== YOUR OBJECTIVE ==
According to the post on piggy backing in ActiveRecord, what does declaring piggy-backed attributes with piggy_back generate?

== SOURCE DOCUMENT ==
----------

Simpler Piggy Backing
Posted 29 May 2006
A while ago I posted an article about the performance improvements obtainable by piggy backing. Although the speedups where substantial, I received some negative comments about exposing too much SQL to the programmer.
Exposure to the underlying SQL is not such a big problem for me, that it would deter me from applying the technique. But I found that I had a lot of repetition in my code, which I didn't like.
After ignoring the problem for a while, I decided it was about time to deliver a better solution than manually coding selects and joins.
I wrote a small extension to ActiveRecord, which makes piggy backing extremely simple.
Instead of coding joins and selects manually, you can now declare the piggy backed attributes from a has_one or belongs_to association in your model classes like so:
class Article belongs_to :user piggy_back :user_name_and_birthday, :user, :name, :birthday end
This will generate all necessary select and join statements, which can then be added to a query rather elegantly:
article = Article.find :first, :piggy => :user_name_and_birthday, :conditions => "articles.title LIKE '%piggy%'"
would retrieve the first article which contains 'piggy' in its title attribute, along with the birthday and name attributes of the corresponding User object, storing them in the attributes hash of the AR instance.
But this is not all! After declaring the piggy backed attributes, you will also get reader methods which retrieve the attribute for you from the AR instance, and, should a type cast be required, convert the value to the correct type.

----------

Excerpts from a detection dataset
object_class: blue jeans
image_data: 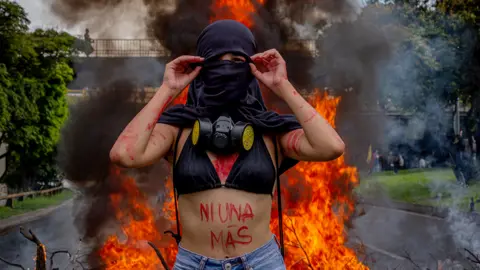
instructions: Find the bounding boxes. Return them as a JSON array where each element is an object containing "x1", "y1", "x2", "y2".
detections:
[{"x1": 173, "y1": 236, "x2": 286, "y2": 270}]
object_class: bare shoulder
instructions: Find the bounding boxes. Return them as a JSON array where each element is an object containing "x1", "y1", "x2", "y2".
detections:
[{"x1": 153, "y1": 123, "x2": 178, "y2": 140}]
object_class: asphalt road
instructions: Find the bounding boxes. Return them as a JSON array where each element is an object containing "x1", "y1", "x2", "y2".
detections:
[
  {"x1": 0, "y1": 202, "x2": 79, "y2": 270},
  {"x1": 0, "y1": 205, "x2": 478, "y2": 270}
]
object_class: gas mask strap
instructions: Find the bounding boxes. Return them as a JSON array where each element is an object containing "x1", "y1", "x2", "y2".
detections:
[
  {"x1": 163, "y1": 128, "x2": 183, "y2": 245},
  {"x1": 273, "y1": 136, "x2": 285, "y2": 258}
]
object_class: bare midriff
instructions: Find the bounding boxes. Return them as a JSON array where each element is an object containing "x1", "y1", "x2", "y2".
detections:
[{"x1": 178, "y1": 188, "x2": 272, "y2": 259}]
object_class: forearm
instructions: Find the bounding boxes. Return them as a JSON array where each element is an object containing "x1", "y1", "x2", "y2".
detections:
[
  {"x1": 279, "y1": 81, "x2": 344, "y2": 156},
  {"x1": 111, "y1": 86, "x2": 173, "y2": 161}
]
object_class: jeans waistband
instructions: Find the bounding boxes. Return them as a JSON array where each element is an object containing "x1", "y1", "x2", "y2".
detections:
[{"x1": 177, "y1": 235, "x2": 279, "y2": 269}]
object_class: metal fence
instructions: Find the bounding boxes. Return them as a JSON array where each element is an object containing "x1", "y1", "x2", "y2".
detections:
[
  {"x1": 82, "y1": 39, "x2": 318, "y2": 57},
  {"x1": 85, "y1": 39, "x2": 169, "y2": 57}
]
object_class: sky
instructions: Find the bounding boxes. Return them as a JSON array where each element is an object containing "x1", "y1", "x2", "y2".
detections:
[
  {"x1": 15, "y1": 0, "x2": 84, "y2": 35},
  {"x1": 14, "y1": 0, "x2": 152, "y2": 39}
]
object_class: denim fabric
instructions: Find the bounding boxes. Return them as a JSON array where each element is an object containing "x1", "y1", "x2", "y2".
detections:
[{"x1": 173, "y1": 237, "x2": 286, "y2": 270}]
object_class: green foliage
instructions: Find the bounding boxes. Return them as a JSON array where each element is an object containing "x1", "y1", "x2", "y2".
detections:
[{"x1": 0, "y1": 1, "x2": 75, "y2": 187}]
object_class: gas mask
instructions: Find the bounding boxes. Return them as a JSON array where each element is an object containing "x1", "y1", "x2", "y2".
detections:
[{"x1": 192, "y1": 115, "x2": 254, "y2": 155}]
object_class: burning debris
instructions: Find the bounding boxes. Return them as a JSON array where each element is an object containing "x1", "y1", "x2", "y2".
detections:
[{"x1": 52, "y1": 0, "x2": 398, "y2": 270}]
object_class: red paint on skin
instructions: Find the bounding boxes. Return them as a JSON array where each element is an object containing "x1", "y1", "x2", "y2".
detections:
[
  {"x1": 212, "y1": 153, "x2": 238, "y2": 184},
  {"x1": 200, "y1": 202, "x2": 255, "y2": 223},
  {"x1": 146, "y1": 96, "x2": 173, "y2": 131},
  {"x1": 146, "y1": 122, "x2": 157, "y2": 131},
  {"x1": 210, "y1": 225, "x2": 253, "y2": 250},
  {"x1": 287, "y1": 129, "x2": 305, "y2": 155},
  {"x1": 303, "y1": 109, "x2": 318, "y2": 124},
  {"x1": 119, "y1": 133, "x2": 138, "y2": 160},
  {"x1": 157, "y1": 96, "x2": 173, "y2": 113}
]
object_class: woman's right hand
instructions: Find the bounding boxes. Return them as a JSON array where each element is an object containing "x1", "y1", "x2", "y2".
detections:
[{"x1": 163, "y1": 55, "x2": 203, "y2": 96}]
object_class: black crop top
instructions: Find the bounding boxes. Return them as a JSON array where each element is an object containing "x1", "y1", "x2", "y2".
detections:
[{"x1": 173, "y1": 129, "x2": 278, "y2": 196}]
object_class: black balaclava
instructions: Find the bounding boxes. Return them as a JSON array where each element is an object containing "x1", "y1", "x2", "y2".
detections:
[{"x1": 158, "y1": 20, "x2": 302, "y2": 173}]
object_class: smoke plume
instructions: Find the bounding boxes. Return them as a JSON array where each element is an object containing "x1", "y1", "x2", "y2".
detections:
[{"x1": 52, "y1": 0, "x2": 404, "y2": 265}]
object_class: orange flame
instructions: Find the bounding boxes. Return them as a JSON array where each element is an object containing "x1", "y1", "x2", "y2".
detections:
[
  {"x1": 99, "y1": 0, "x2": 368, "y2": 270},
  {"x1": 100, "y1": 91, "x2": 368, "y2": 270},
  {"x1": 210, "y1": 0, "x2": 265, "y2": 28}
]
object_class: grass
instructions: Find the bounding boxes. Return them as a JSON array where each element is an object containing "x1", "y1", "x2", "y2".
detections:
[
  {"x1": 0, "y1": 189, "x2": 73, "y2": 220},
  {"x1": 356, "y1": 169, "x2": 480, "y2": 211}
]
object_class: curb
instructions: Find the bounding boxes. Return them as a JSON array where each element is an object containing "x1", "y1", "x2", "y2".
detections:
[
  {"x1": 358, "y1": 198, "x2": 480, "y2": 225},
  {"x1": 0, "y1": 198, "x2": 74, "y2": 234}
]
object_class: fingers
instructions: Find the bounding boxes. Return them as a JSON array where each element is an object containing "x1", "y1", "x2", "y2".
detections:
[
  {"x1": 250, "y1": 63, "x2": 264, "y2": 81},
  {"x1": 167, "y1": 55, "x2": 204, "y2": 69},
  {"x1": 172, "y1": 55, "x2": 203, "y2": 65},
  {"x1": 188, "y1": 67, "x2": 202, "y2": 83},
  {"x1": 250, "y1": 49, "x2": 285, "y2": 64}
]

----------

== SOLUTION TO THIS TASK ==
All the necessary select and join statements.